■ **What the task requires**
Begin with the line that contains "of the wall-mounted" and transcribe each line after it, up to and including the last line of the listing below.

■ **Provided entries**
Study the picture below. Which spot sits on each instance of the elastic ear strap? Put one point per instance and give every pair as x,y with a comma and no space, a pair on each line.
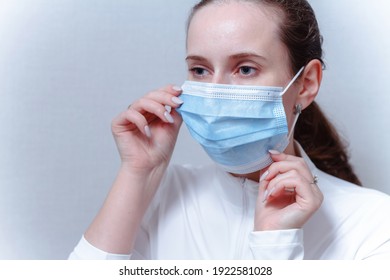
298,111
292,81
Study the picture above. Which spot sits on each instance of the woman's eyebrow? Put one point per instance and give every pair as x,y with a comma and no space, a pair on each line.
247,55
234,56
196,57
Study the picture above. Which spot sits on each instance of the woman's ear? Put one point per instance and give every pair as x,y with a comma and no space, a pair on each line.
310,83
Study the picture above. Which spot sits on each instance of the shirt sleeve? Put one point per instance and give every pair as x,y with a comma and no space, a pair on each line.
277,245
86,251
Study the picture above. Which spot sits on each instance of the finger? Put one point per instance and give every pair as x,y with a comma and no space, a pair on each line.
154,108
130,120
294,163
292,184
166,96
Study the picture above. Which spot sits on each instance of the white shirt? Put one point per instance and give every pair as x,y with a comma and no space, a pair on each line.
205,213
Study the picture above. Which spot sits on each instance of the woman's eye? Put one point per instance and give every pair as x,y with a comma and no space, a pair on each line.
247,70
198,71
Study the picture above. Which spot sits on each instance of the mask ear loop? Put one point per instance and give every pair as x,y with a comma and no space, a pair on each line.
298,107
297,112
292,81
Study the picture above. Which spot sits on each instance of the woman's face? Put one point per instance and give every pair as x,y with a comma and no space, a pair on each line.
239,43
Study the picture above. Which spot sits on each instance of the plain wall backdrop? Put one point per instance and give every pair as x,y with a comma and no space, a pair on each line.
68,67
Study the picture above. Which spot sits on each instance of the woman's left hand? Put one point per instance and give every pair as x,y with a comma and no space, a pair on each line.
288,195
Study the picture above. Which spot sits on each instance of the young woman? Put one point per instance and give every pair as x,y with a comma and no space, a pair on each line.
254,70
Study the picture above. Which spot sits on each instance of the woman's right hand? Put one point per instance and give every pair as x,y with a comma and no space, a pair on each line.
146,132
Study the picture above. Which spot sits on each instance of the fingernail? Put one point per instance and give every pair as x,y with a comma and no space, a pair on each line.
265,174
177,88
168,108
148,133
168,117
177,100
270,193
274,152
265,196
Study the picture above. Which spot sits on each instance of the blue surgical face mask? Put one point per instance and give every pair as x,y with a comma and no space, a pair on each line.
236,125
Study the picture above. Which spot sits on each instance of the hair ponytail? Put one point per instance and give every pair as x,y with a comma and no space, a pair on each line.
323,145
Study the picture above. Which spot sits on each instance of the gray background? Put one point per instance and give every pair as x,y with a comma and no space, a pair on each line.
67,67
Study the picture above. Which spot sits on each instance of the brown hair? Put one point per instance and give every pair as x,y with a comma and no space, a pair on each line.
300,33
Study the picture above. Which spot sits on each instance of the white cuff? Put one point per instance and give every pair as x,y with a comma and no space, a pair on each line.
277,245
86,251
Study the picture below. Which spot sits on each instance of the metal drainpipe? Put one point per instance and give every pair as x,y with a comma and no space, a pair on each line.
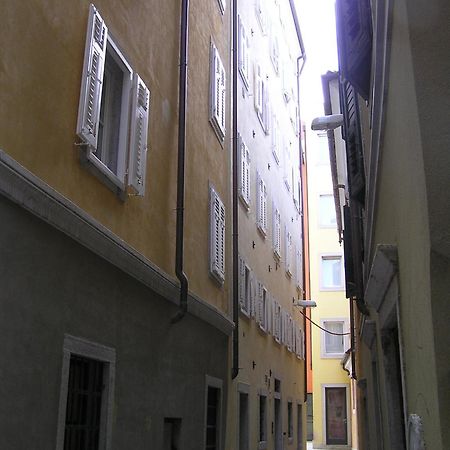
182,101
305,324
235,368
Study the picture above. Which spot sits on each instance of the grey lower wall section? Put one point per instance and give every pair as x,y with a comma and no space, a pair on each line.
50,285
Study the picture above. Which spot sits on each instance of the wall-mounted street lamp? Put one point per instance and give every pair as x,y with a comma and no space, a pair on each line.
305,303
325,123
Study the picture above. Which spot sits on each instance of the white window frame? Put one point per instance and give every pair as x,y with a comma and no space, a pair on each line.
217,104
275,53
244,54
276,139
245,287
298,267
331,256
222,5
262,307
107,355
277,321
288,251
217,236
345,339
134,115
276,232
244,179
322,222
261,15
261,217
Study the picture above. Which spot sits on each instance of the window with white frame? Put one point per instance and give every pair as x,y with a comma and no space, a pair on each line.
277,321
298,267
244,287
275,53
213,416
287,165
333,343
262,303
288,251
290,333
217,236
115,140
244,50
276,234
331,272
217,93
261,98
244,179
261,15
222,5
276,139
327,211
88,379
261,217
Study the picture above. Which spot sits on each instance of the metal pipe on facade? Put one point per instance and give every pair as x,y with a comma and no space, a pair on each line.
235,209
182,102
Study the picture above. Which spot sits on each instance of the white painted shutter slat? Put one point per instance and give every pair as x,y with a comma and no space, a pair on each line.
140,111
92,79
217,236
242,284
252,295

■ **Exercise answer**
Study the picture above. Which spot sits on each instance of the wall-mounted street lamp? Put one point per instance and give every pair as x,y with a comma and no space, a pair on each line.
305,303
325,123
Study the picture above. Which spot sits on each instance of the white window frame? Put one point per instance and give every pair as x,y with a comma and no space, a pair on each line.
217,104
275,53
244,54
276,139
245,287
298,267
331,256
222,5
262,307
107,355
277,321
288,251
217,236
345,339
134,115
276,232
244,179
322,222
261,15
261,217
Study the picture above. Which spot sits on each instance of the window with white frame? Put one point per instance and give every pair as x,y with a comma and no space, a pair on each line.
277,321
298,267
244,287
275,53
213,416
287,165
333,343
262,303
288,251
290,333
217,236
115,140
244,50
276,234
331,272
217,93
261,98
244,179
261,15
222,5
276,139
327,211
88,379
261,217
Study the picture above. Which spot sits on each instance of the metal pipe on facade? Put one point per instance and give every pair as x,y with a comma and no space, a pair on each line.
235,209
182,102
Study the picture above. Which spot sits on each instance of the white painted shutter slat? Put one point per instance and give every pair as x,y with a comma and no space, a pair on each line.
140,111
92,79
217,236
242,284
252,295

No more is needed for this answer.